Archive for February, 2008

If I Know, Am I Responsible?

This is a question that lodged itself into my conscious thought some months ago and it just won’t go away.In this information saturated ‘global village’, as is the politically correct term at this time, there is much that we are able to learn about many things. It is not too difficult to be ‘aware’ and even less so to have an opinion. But what increasingly is concerning to me, is that when does one begin crossing the very defined line between ‘being aware’ and ‘informed,’ and actually start to act in some way that reflects a personal decision to become involved? And if one ‘gets involved’, a phrase that has long joined the tired ranks of cliche, then why? Motivation, I am slowly learning, continues to reside at the core of all that one ends up doing, or not doing.

Why become involved in a cause or a mission or anything remotely satisfying or noble? To get out of mundaneness (whatever that may mean to us); to feel deeply that we have actually achieved ‘something’; to add some legitimate excitement and value to our days; to even vindicate a deeply held belief or idea that is worthy enough to sacrifice for.

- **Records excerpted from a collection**
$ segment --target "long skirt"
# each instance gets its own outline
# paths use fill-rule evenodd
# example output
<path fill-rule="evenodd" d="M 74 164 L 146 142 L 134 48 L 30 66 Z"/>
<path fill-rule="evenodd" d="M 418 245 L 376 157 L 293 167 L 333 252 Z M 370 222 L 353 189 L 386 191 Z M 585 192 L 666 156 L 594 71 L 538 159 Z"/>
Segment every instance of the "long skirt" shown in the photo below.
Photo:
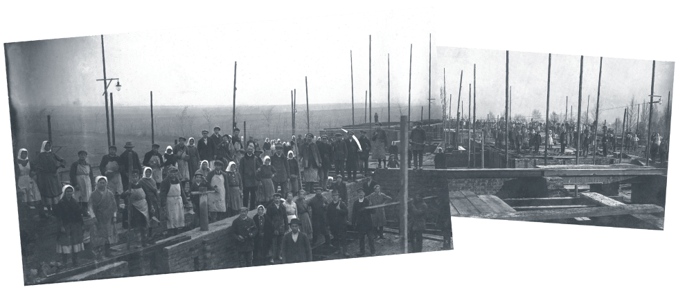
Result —
<path fill-rule="evenodd" d="M 180 196 L 167 197 L 167 228 L 186 226 L 183 200 Z"/>
<path fill-rule="evenodd" d="M 305 167 L 303 170 L 303 179 L 305 182 L 319 182 L 319 178 L 317 176 L 317 169 L 315 167 Z"/>
<path fill-rule="evenodd" d="M 240 211 L 240 208 L 242 205 L 242 194 L 239 186 L 231 186 L 228 190 L 228 195 L 230 196 L 230 206 L 235 212 Z"/>
<path fill-rule="evenodd" d="M 84 235 L 82 225 L 71 223 L 64 225 L 66 232 L 59 231 L 57 237 L 56 252 L 58 253 L 73 253 L 84 250 L 83 243 Z"/>
<path fill-rule="evenodd" d="M 308 235 L 310 240 L 312 239 L 312 222 L 310 220 L 310 214 L 303 213 L 299 216 L 301 220 L 301 232 Z"/>
<path fill-rule="evenodd" d="M 373 141 L 373 154 L 371 158 L 375 160 L 385 160 L 385 143 L 380 140 Z"/>
<path fill-rule="evenodd" d="M 105 244 L 114 244 L 117 243 L 117 228 L 115 223 L 112 222 L 112 219 L 107 221 L 98 222 L 97 219 L 96 226 L 91 226 L 90 236 L 95 236 L 91 238 L 91 244 L 95 246 L 101 246 Z"/>
<path fill-rule="evenodd" d="M 256 200 L 258 203 L 265 203 L 272 200 L 272 194 L 275 192 L 274 185 L 272 183 L 272 178 L 261 178 L 261 187 L 258 191 L 260 194 L 256 195 Z"/>

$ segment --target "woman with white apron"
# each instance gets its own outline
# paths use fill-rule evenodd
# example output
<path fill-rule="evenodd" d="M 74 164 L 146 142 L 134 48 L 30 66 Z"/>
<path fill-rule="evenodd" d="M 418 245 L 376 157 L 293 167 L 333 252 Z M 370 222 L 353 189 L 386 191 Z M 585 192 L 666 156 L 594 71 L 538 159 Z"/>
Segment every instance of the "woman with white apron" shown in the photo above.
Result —
<path fill-rule="evenodd" d="M 162 206 L 167 212 L 167 228 L 172 230 L 172 235 L 178 234 L 179 228 L 186 226 L 184 203 L 186 202 L 186 193 L 181 188 L 179 180 L 179 169 L 176 167 L 168 167 L 168 176 L 160 186 L 160 199 Z"/>
<path fill-rule="evenodd" d="M 94 176 L 91 171 L 91 166 L 87 163 L 87 151 L 81 150 L 78 152 L 78 161 L 71 165 L 71 183 L 75 187 L 73 197 L 80 202 L 82 207 L 83 217 L 91 217 L 91 208 L 89 207 L 89 194 L 94 186 Z"/>
<path fill-rule="evenodd" d="M 46 216 L 42 208 L 40 191 L 37 188 L 35 181 L 30 176 L 30 161 L 28 160 L 28 150 L 24 148 L 19 150 L 14 172 L 19 176 L 17 179 L 19 189 L 24 191 L 24 203 L 28 204 L 31 208 L 37 208 L 40 217 L 44 219 Z"/>
<path fill-rule="evenodd" d="M 208 206 L 209 214 L 213 221 L 222 219 L 228 209 L 228 190 L 226 189 L 225 172 L 223 171 L 223 163 L 221 160 L 214 160 L 214 170 L 206 176 L 206 183 L 213 187 L 215 192 L 208 194 Z"/>
<path fill-rule="evenodd" d="M 122 176 L 120 175 L 120 156 L 118 156 L 116 152 L 117 152 L 116 147 L 112 145 L 108 147 L 108 154 L 101 158 L 99 169 L 101 169 L 101 174 L 105 176 L 107 179 L 107 187 L 115 195 L 115 202 L 119 207 L 120 194 L 125 191 L 122 187 Z"/>

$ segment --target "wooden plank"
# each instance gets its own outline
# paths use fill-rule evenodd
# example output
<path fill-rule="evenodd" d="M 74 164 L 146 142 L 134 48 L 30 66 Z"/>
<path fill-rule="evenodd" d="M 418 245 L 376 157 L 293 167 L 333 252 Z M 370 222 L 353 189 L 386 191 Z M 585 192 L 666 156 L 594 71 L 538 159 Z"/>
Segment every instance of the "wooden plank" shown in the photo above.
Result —
<path fill-rule="evenodd" d="M 481 212 L 472 205 L 466 198 L 450 199 L 451 204 L 458 210 L 459 214 L 480 214 Z"/>
<path fill-rule="evenodd" d="M 483 202 L 483 201 L 479 198 L 479 196 L 477 195 L 466 195 L 465 198 L 470 201 L 470 203 L 474 205 L 474 208 L 477 208 L 480 213 L 497 212 L 490 208 L 490 205 L 487 204 L 486 202 Z"/>
<path fill-rule="evenodd" d="M 496 208 L 499 208 L 501 212 L 516 212 L 514 208 L 508 205 L 503 201 L 502 199 L 498 198 L 495 195 L 483 195 L 486 197 L 486 201 L 487 203 L 490 204 L 491 206 Z"/>
<path fill-rule="evenodd" d="M 459 211 L 460 211 L 459 210 Z M 573 219 L 576 217 L 605 217 L 610 215 L 657 213 L 664 208 L 653 204 L 632 204 L 623 206 L 567 208 L 553 210 L 520 211 L 503 214 L 464 214 L 461 217 L 528 221 L 542 219 Z"/>

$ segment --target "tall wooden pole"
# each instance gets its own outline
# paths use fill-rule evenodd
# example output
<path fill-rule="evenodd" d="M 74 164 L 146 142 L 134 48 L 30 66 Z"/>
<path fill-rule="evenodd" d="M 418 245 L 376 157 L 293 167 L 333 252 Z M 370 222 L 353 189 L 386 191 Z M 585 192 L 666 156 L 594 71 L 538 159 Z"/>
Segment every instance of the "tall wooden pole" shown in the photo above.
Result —
<path fill-rule="evenodd" d="M 509 115 L 509 50 L 507 50 L 506 77 L 505 78 L 505 168 L 509 166 L 509 154 L 507 153 L 507 146 L 509 145 L 509 122 L 507 116 Z"/>
<path fill-rule="evenodd" d="M 472 140 L 474 140 L 474 138 L 477 137 L 477 64 L 474 64 L 474 113 L 472 115 L 472 118 L 473 118 L 472 120 Z M 481 134 L 483 135 L 483 133 L 482 132 Z M 482 136 L 482 138 L 483 138 L 483 136 Z M 482 144 L 483 144 L 483 139 L 482 139 L 482 141 L 481 142 L 482 142 Z M 477 149 L 477 146 L 476 146 L 477 143 L 474 142 L 474 149 Z M 474 165 L 472 166 L 474 166 L 474 167 L 477 167 L 477 152 L 476 151 L 474 152 Z"/>
<path fill-rule="evenodd" d="M 152 91 L 150 91 L 150 140 L 155 143 L 155 117 L 152 115 Z"/>
<path fill-rule="evenodd" d="M 115 112 L 113 111 L 113 93 L 110 93 L 110 127 L 112 129 L 113 145 L 115 145 Z"/>
<path fill-rule="evenodd" d="M 544 127 L 544 166 L 547 166 L 547 140 L 549 139 L 548 136 L 549 136 L 549 82 L 550 77 L 551 74 L 551 53 L 549 53 L 549 65 L 547 67 L 547 112 L 545 116 L 546 118 L 545 119 L 545 127 Z M 554 132 L 551 132 L 552 140 L 554 140 Z"/>
<path fill-rule="evenodd" d="M 388 61 L 388 62 L 389 62 Z M 355 77 L 352 74 L 352 50 L 350 50 L 350 78 L 352 80 L 352 125 L 355 125 Z"/>
<path fill-rule="evenodd" d="M 371 35 L 368 35 L 368 134 L 371 134 Z"/>
<path fill-rule="evenodd" d="M 456 109 L 458 111 L 457 119 L 455 122 L 455 146 L 459 150 L 460 149 L 460 100 L 461 97 L 463 95 L 463 71 L 460 71 L 460 90 L 458 91 L 458 107 Z"/>
<path fill-rule="evenodd" d="M 305 77 L 305 105 L 308 107 L 308 134 L 310 134 L 310 98 L 308 97 L 308 77 Z"/>
<path fill-rule="evenodd" d="M 401 235 L 403 237 L 402 238 L 402 247 L 403 248 L 404 254 L 408 254 L 409 252 L 409 226 L 408 225 L 408 217 L 409 217 L 409 169 L 408 165 L 407 165 L 407 162 L 409 162 L 409 118 L 406 116 L 402 116 L 400 120 L 400 124 L 401 127 L 400 128 L 400 136 L 401 138 L 401 158 L 402 164 L 400 165 L 400 170 L 401 171 L 401 185 L 402 187 L 401 193 L 402 205 L 400 207 L 400 216 L 399 218 L 399 232 L 400 233 L 403 232 Z"/>
<path fill-rule="evenodd" d="M 624 116 L 622 117 L 622 145 L 620 145 L 620 163 L 622 163 L 622 154 L 624 151 L 624 124 L 627 120 L 627 109 L 624 109 Z"/>
<path fill-rule="evenodd" d="M 413 69 L 413 44 L 411 44 L 411 57 L 409 61 L 409 115 L 406 118 L 411 119 L 411 71 Z"/>
<path fill-rule="evenodd" d="M 650 165 L 650 142 L 652 136 L 652 96 L 655 95 L 655 60 L 652 60 L 652 82 L 650 82 L 650 112 L 648 118 L 648 138 L 646 143 L 646 162 L 648 165 Z"/>
<path fill-rule="evenodd" d="M 110 118 L 108 117 L 108 84 L 105 77 L 105 50 L 103 48 L 103 35 L 101 35 L 101 55 L 103 55 L 103 95 L 106 102 L 106 132 L 108 134 L 108 146 L 110 146 Z"/>
<path fill-rule="evenodd" d="M 235 134 L 235 128 L 237 122 L 235 120 L 235 96 L 237 92 L 237 62 L 235 62 L 235 81 L 233 82 L 233 134 Z M 246 138 L 246 136 L 244 136 Z"/>
<path fill-rule="evenodd" d="M 596 123 L 594 126 L 594 164 L 596 164 L 596 132 L 598 131 L 598 102 L 601 97 L 601 69 L 603 68 L 603 57 L 601 56 L 601 61 L 598 62 L 598 88 L 596 92 L 596 116 L 595 116 Z"/>
<path fill-rule="evenodd" d="M 582 113 L 582 62 L 584 61 L 585 57 L 580 55 L 580 90 L 578 91 L 578 134 L 576 134 L 578 140 L 576 144 L 575 149 L 575 164 L 578 165 L 578 160 L 580 159 L 580 114 Z M 571 115 L 573 115 L 573 111 L 571 111 Z"/>

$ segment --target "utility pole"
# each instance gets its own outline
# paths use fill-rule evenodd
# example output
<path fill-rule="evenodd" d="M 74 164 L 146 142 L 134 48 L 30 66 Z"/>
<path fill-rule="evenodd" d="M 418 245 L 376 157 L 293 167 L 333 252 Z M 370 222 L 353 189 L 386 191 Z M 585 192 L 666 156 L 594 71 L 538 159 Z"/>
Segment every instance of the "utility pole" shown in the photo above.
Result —
<path fill-rule="evenodd" d="M 578 92 L 578 140 L 577 144 L 576 144 L 575 149 L 575 164 L 578 165 L 578 160 L 580 159 L 580 118 L 582 112 L 582 62 L 584 61 L 585 57 L 580 55 L 580 90 Z M 571 110 L 571 115 L 573 115 L 573 111 Z"/>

- **CHECK YOUR UNDERSTANDING**
A. In the text on personal responsibility, rewrite everything from "If I Know, Am" down to "or not doing.", replacing "opinion" with "view".
B. According to the text on personal responsibility, what continues to reside at the core of all that one ends up doing, or not doing?

- **RESPONSES TO THE EXERCISE**
A.
If I Know, Am I Responsible?

This is a question that lodged itself into my conscious thought some months ago and it just won’t go away.In this information saturated ‘global village’, as is the politically correct term at this time, there is much that we are able to learn about many things. It is not too difficult to be ‘aware’ and even less so to have an view. But what increasingly is concerning to me, is that when does one begin crossing the very defined line between ‘being aware’ and ‘informed,’ and actually start to act in some way that reflects a personal decision to become involved? And if one ‘gets involved’, a phrase that has long joined the tired ranks of cliche, then why? Motivation, I am slowly learning, continues to reside at the core of all that one ends up doing, or not doing.

B. Motivation.